* _Dataset entries_
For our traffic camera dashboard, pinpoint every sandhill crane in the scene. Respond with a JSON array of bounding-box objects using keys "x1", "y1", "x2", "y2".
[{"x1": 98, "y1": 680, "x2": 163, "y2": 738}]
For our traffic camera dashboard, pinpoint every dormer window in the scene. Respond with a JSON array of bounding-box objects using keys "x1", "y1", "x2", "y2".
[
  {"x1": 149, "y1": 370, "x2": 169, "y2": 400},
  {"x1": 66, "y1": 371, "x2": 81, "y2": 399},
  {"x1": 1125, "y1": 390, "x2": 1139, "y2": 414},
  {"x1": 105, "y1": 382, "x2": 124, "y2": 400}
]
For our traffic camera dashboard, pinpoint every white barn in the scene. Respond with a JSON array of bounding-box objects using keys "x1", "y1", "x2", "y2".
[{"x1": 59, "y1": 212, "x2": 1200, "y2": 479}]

* _Required work_
Repeat only the stretch of lines starting at the one containing "For our traffic camera dashboard, pinpoint every white" and running to the final line of the entries above.

* _Output_
For our traffic camera dashboard, pinpoint every white barn in the scene. Respond with a JSON array of bounding-box objects using keys "x1", "y1", "x2", "y2".
[{"x1": 59, "y1": 212, "x2": 1200, "y2": 479}]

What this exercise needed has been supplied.